═════ TASK MATERIAL

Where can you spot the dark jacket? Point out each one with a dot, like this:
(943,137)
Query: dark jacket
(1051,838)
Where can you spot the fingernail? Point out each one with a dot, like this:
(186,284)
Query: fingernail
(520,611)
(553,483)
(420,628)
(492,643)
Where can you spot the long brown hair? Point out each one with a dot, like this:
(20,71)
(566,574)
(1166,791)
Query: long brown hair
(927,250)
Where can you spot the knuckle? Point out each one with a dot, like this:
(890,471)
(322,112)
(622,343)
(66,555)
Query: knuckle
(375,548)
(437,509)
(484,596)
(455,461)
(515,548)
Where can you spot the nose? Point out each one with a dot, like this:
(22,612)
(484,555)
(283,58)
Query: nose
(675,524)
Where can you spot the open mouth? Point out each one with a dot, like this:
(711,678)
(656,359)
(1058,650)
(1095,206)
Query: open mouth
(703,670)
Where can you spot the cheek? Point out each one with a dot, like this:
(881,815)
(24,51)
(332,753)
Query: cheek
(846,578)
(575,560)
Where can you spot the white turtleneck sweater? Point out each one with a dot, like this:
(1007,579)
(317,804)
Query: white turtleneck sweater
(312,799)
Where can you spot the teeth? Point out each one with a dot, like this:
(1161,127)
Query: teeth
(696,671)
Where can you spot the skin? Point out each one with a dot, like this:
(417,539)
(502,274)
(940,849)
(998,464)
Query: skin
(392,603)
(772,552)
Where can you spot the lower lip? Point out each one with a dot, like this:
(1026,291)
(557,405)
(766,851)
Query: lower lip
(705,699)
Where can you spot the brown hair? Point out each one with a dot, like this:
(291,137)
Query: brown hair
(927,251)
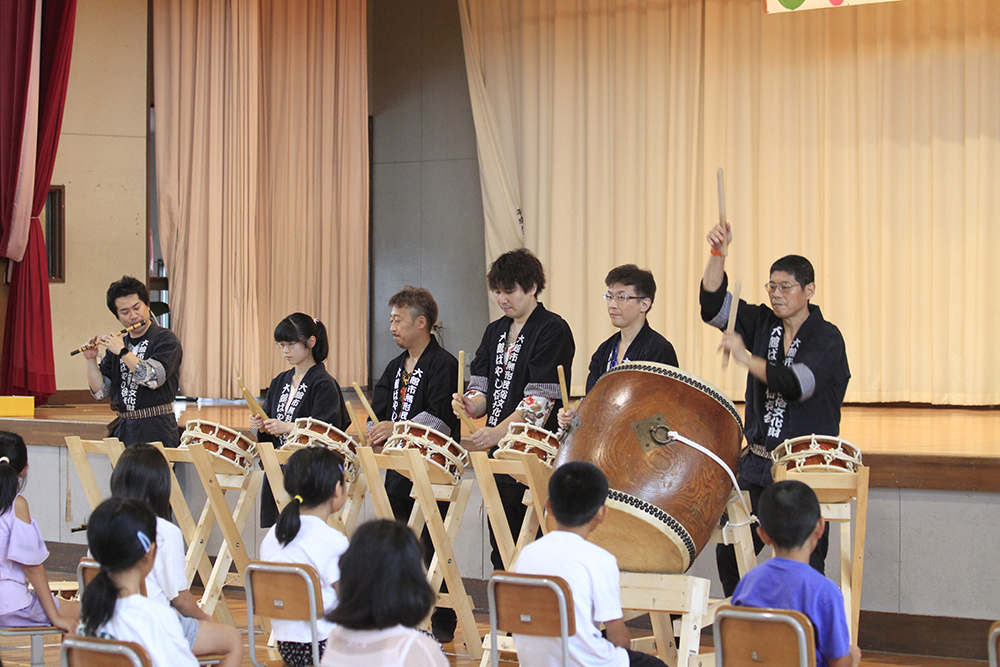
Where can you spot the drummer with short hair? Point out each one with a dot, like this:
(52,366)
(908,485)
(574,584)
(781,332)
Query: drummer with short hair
(416,386)
(798,371)
(304,390)
(630,296)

══════════

YOUR OBJECTIVE. Only the lines from the line bearing "Where can you spot the open" to the end of the listing above, both inclusive, should be extracted verbatim; the pictures are excluded.

FINISHED EXERCISE.
Where can you spot the open mouth? Point out each one with a dot, like this:
(711,678)
(656,359)
(1058,650)
(1095,206)
Query: open mouth
(703,670)
Where can you spot the cheek? Point out each one with a dot, like this:
(881,815)
(24,51)
(332,753)
Query: cheek
(846,578)
(575,560)
Where can you spot the white turtleneck sweater? Point out each one with a dot, like this:
(1007,579)
(317,804)
Query: white turtleneck sweater
(312,799)
Where can you spot the teeth? Point out each one with a dot, like this:
(1161,127)
Query: teeth
(696,671)
Where can you spot the skin? Point out each one with a dot, like this:
(417,539)
(502,274)
(940,849)
(998,464)
Query: skin
(392,603)
(772,552)
Where can you spot the lower lip? Point out each one with a dot, like this:
(1026,291)
(557,405)
(766,851)
Query: lower lip
(705,699)
Where can you spot the brown hair? Point out each one with a dot, like this:
(291,137)
Query: brown hair
(927,251)
Where can you spot the drummer with short hair? Point out each one with a dot, like this:
(52,366)
(908,485)
(574,584)
(781,332)
Query: drummer with short hair
(416,386)
(798,371)
(304,390)
(630,296)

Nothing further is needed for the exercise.